───── Excerpt provided ─────

Ammonia Discharge Termination

In the 1970s, the first language to set the foundation for later diffusion tank requirements appeared in the Uniform Fire Code. The 1971 version of the UFC, in the section detailing “ammonia diffusion” requirements (i.e., emergency control boxes), allowed for atmospheric diffusion or the discharge of ammonia into a “tank of fresh water.”¹³ In 1982 the Uniform Fire Code went further and became the first publication to no longer allow an option of simple atmospheric diffusion, but instead required the emergency discharge be into an “approved water storage tank, water basin or diffuser having a capacity of 2 gallons of water for each pound of ammonia.”¹⁴

In the 1994 Uniform Mechanical and Fire Codes the language for emergency control boxes evolved to specifically require a diffusion (or adsorption) tank. Following earlier editions of the Uniform Fire Code, the requirement for both the UMC and UFC was for the water tank to hold at least one gallon of fresh water for every pound of ammonia.¹⁵

For states adopting the codes developed and published by the International Code Council (ICC), the International Fire Code reduced the capacity requirement in its 2000 publication to “At least one (1) gallon (3.785 L) of fresh water… for each pound (454 g) of ammonia that will be released in one (1) hour from the largest relief device connected to the discharge pipe.”¹⁶

In 2003, the National Fire Protection Association updated its fire prevention code, NFPA 1 (aka the Uniform Fire Code), to match the IFC requirement of “1 gal of water for each pound of ammonia that will be released in 1 hour from the largest relief device connected to the discharge pipe.” The UMC followed suit three editions later in 2009.¹⁷

¹⁰ 1973 UMC §1518(a) Manual Discharge or Refrigerant

¹¹ 1982 UFC §63.108(a) Emergency Ammonia Diffusion Systems

¹² 2006 NFPA 1 §53.7; 2006 IMC §1105.9; 2006 IFC §606.10

¹³ 1971 UFC §28.106(a)

───── Extracted entries ─────

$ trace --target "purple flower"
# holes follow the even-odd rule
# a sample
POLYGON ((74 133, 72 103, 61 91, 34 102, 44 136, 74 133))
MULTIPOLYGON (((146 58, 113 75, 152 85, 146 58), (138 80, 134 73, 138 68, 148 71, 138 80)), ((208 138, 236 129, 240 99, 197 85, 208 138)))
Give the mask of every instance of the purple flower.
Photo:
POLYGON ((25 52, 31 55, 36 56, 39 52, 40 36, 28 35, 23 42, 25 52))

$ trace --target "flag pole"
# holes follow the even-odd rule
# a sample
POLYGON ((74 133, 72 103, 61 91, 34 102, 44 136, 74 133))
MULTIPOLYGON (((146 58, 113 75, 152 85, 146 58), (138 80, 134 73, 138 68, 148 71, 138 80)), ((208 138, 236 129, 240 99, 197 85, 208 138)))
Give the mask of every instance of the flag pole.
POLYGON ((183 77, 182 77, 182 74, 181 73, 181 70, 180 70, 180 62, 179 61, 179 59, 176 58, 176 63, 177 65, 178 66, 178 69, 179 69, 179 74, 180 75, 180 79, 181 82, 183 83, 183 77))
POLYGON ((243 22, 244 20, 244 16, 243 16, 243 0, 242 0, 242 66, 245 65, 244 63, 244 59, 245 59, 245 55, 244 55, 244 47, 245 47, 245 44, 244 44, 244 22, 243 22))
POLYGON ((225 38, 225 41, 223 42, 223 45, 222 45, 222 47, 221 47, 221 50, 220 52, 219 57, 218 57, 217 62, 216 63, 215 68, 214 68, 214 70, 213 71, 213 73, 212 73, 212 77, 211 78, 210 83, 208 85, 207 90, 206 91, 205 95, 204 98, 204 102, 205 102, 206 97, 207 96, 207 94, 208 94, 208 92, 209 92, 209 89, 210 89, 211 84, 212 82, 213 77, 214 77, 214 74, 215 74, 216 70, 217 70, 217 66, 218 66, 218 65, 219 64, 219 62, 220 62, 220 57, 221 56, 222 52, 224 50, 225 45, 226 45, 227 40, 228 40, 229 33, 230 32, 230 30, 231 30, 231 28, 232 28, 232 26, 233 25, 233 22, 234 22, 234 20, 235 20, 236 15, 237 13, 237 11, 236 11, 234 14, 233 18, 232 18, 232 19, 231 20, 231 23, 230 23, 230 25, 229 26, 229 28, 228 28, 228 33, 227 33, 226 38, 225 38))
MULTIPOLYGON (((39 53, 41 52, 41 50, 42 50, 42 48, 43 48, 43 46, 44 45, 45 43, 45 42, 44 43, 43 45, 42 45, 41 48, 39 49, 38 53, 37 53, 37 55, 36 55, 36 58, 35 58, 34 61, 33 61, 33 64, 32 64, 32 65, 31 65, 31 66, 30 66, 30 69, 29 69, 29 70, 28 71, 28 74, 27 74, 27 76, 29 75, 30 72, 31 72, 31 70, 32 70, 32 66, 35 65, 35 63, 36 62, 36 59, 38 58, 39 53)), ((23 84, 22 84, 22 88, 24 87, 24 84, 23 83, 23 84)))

─────

*Given exercise 1*
According to the passage on ammonia discharge termination, how much water per pound of ammonia did the 1982 Uniform Fire Code require the emergency discharge tank, basin, or diffuser to hold?
*Given exercise 2*
Continue the passage on ammonia discharge termination from its last line.

*Expected output 1*
2 gallons of water for each pound of ammonia.

*Expected output 2*
¹⁴ 1982 UFC §63.108(a) Emergency Ammonia Diffusion Systems

¹⁵ 1994 UMC §1119; 1994 UFC §6308.1.1, §6309 Ammonia Discharge

¹⁶ 2000 IFC §606.11.6 Ammonia Diffusion Systems

¹⁷ 2003 NFPA 1 §53.9.1 Ammonia Diffusion Systems; 2009 UMC §1120.0 Ammonia Discharge

In the present day, the two major mechanical codes adopted across the United States default to the standard writing organizations that specialize in refrigeration. With regard to application of ammonia discharge and relief valve termination, the most recent published version of the International Mechanical Code (2018) refers to ASHRAE 15 for ammonia discharge while the Uniform Mechanical Code states that ammonia systems need to comply with IIAR 2 for design.¹⁸ Since the 2019 version of ASHRAE 15 explicitly excludes ammonia,¹⁹ IIAR 2 has become the default. IIAR 2 allows for water diffusion systems but prioritizes atmospheric diffusion.²⁰

The International Fire Code states that ammonia refrigeration systems “shall discharge vapor to the atmosphere in accordance with” one of five (5) options. The first option listed is to discharge “Directly to atmosphere where the fire code official determines, on review of an engineering analysis prepared in accordance with Section 104.7.2, that a fire, health or environmental hazard would not result from atmospheric discharge of ammonia.”²¹

The Uniform Fire Code is the sole major code which has not been as quick to relinquish control over ammonia diffusion systems. The 2018 version of NFPA 1 still defaults to requiring ammonia diffusion systems unless the owner can prove that atmospheric diffusion will not result in significant fire, health, or environmental hazards.

“Unless the AHJ [authority having jurisdiction] determines, upon review of an engineering analysis prepared at the expense of the owner, that a significant fire, health, or environmental hazard would not result from an atmospheric release, refrigeration systems that are designed to discharge refrigerant vapor to the atmosphere shall be provided with an approved treatment, flaring, or diffusion system where required by 53.2.2.1.1 through 53.2.2.1.3.”²²

¹⁸ 2018 IMC §1105.8 Ammonia Discharge, 2018 UMC §1102.2 Ammonia Refrigeration Systems

¹⁹ ASHRAE 15-2019 §2.3

²⁰ ANSI/IIAR 2-2014 Addendum A §15.5.1 Atmospheric Discharge; ANSI/ASHRAE 15-2016 §9.7.8.4.2 Ammonia

²¹ 2018 IFC §605.12.4 Ammonia Refrigerant

²² 2018 NFPA 1 §53.2.2.1

Ammonia Detection

Requirements related to ammonia detection systems can be grouped into six (6) major categories: machinery rooms, audible/visual alarms, refrigerated spaces, ventilation control, emergency shut off, and testing.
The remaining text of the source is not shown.